### What needs to be done
Print the data below verbatim, line for line, leaving out the pictures.

■ ■ ■ ■ ■

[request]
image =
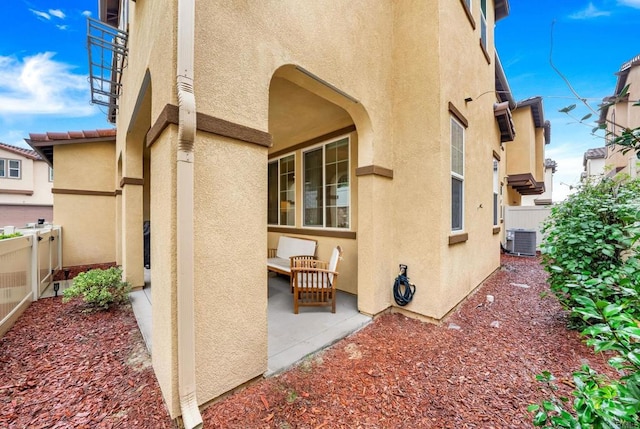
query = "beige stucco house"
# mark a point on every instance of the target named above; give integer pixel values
(386, 128)
(25, 187)
(619, 113)
(84, 193)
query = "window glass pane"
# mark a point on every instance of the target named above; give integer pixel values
(287, 191)
(496, 190)
(337, 184)
(272, 194)
(457, 148)
(456, 204)
(313, 184)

■ ■ ■ ■ ■

### Result of this task
[request]
image =
query = "beige stucco house"
# mark a point on every instance of the target named above; give integer pixel values
(386, 128)
(25, 187)
(619, 113)
(84, 193)
query = "window glass pane"
# mark a point on every instance of the target named above; give integer pixel values
(287, 191)
(496, 190)
(337, 184)
(272, 194)
(457, 148)
(456, 204)
(313, 184)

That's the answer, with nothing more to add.